Extracted material:

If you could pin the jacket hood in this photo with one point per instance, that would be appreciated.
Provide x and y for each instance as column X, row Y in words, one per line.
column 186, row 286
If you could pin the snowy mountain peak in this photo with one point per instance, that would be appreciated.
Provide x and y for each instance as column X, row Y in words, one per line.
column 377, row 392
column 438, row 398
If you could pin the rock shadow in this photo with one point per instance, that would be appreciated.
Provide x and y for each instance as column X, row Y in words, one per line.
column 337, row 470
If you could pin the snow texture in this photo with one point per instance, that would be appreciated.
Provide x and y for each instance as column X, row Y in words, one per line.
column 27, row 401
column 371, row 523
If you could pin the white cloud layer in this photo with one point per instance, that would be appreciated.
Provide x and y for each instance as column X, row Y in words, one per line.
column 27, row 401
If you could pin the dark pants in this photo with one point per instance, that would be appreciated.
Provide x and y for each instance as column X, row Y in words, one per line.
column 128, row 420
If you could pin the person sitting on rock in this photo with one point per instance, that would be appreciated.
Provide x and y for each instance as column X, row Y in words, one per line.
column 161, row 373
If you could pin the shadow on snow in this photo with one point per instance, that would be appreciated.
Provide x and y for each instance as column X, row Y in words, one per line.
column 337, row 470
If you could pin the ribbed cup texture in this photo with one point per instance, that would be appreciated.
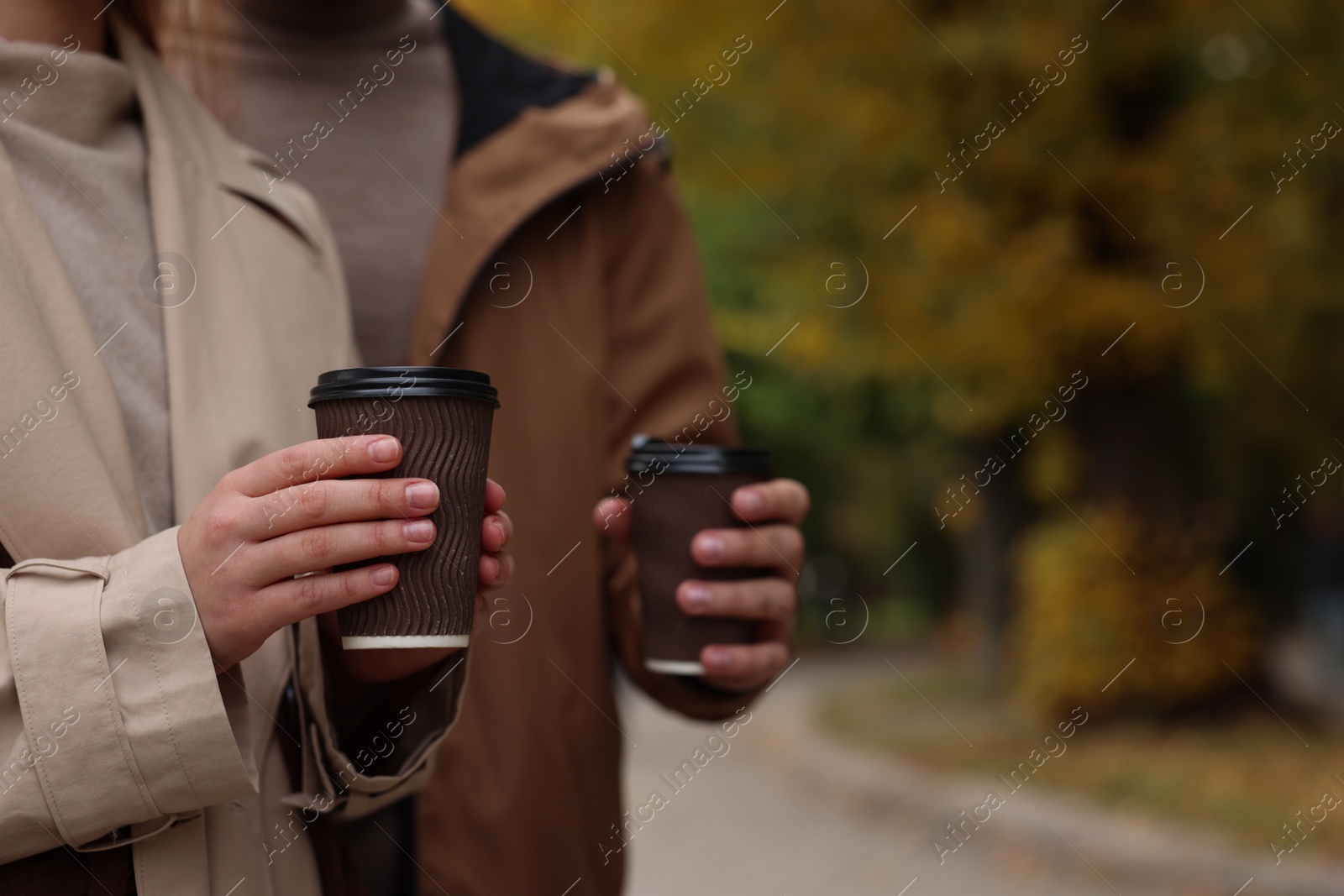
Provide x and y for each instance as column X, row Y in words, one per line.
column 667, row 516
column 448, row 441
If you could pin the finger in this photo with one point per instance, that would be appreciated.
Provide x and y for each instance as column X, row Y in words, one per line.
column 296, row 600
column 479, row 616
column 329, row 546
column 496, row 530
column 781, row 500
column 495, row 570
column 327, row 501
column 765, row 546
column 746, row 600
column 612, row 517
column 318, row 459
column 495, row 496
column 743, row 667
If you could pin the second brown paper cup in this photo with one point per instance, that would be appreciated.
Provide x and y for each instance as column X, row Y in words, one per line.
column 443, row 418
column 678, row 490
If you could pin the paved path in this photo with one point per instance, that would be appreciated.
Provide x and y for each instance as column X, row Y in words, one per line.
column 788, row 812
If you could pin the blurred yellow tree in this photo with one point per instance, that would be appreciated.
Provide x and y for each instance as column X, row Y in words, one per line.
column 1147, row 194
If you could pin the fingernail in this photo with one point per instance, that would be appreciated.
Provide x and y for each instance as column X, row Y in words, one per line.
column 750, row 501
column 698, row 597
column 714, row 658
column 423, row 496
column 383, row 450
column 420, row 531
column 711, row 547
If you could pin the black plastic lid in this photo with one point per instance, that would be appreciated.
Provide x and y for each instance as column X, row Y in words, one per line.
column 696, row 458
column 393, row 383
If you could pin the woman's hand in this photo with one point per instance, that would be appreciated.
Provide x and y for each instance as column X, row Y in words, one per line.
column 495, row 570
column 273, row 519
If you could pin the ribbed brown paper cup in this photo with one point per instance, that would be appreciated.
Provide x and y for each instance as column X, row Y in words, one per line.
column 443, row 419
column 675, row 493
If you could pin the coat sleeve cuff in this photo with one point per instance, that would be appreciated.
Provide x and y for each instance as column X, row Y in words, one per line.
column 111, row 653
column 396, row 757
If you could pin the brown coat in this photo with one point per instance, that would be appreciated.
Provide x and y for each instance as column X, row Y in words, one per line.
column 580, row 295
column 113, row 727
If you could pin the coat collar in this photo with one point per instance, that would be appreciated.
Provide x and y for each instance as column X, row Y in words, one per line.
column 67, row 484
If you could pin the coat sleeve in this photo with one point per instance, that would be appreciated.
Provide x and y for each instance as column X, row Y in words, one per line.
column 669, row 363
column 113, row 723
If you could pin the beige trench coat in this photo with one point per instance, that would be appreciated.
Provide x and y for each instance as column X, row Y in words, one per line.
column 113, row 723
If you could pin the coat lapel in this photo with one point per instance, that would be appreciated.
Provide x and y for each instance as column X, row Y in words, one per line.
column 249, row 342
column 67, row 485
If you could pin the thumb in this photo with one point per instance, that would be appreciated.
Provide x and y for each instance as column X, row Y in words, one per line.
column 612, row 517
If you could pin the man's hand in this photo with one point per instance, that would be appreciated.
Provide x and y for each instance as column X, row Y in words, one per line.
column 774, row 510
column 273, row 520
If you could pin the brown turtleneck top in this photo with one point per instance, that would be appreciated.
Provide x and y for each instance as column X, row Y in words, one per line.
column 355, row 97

--

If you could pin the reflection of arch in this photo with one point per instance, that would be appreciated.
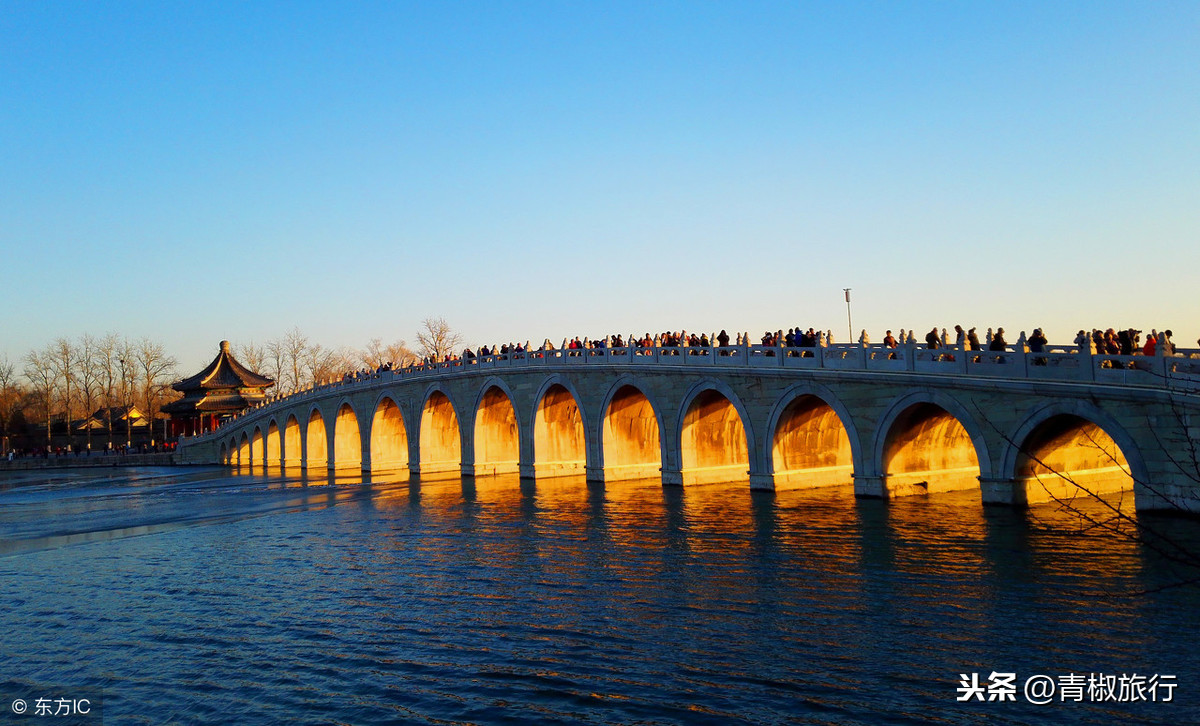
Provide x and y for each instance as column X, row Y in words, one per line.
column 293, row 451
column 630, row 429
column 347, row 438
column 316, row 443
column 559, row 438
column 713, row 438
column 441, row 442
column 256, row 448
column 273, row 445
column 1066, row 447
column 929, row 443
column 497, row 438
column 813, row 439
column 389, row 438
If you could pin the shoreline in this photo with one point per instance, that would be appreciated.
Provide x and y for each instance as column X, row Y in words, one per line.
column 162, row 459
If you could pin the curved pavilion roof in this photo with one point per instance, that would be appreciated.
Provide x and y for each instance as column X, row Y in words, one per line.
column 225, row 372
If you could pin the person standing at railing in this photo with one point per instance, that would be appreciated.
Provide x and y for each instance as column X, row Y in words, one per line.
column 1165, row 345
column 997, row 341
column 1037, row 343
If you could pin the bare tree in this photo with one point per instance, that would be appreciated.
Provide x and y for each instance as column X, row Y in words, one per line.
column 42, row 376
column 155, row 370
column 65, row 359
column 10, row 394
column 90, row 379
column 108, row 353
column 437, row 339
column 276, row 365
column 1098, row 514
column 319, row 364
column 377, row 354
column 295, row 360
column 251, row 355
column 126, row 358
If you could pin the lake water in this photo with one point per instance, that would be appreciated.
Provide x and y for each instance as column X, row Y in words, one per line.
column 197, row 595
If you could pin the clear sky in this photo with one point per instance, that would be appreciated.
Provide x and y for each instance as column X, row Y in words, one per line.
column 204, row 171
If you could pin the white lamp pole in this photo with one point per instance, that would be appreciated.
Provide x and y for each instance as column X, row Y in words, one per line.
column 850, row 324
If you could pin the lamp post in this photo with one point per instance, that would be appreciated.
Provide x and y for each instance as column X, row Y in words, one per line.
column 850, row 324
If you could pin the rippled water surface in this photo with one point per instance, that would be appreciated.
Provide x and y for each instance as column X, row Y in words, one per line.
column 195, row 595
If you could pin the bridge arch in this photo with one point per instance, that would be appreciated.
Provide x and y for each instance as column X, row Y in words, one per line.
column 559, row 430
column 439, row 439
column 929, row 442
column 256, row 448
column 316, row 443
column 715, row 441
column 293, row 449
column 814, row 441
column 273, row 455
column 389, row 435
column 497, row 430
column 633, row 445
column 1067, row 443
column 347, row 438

What you have to do: Search the preceding listing for "lamp", then copy every line that holds it.

Exercise result:
If you could pin the white lamp pole in this photo with one point per instance, that would be appreciated.
If you could pin the lamp post in this photo with one point per instance, that would be appreciated.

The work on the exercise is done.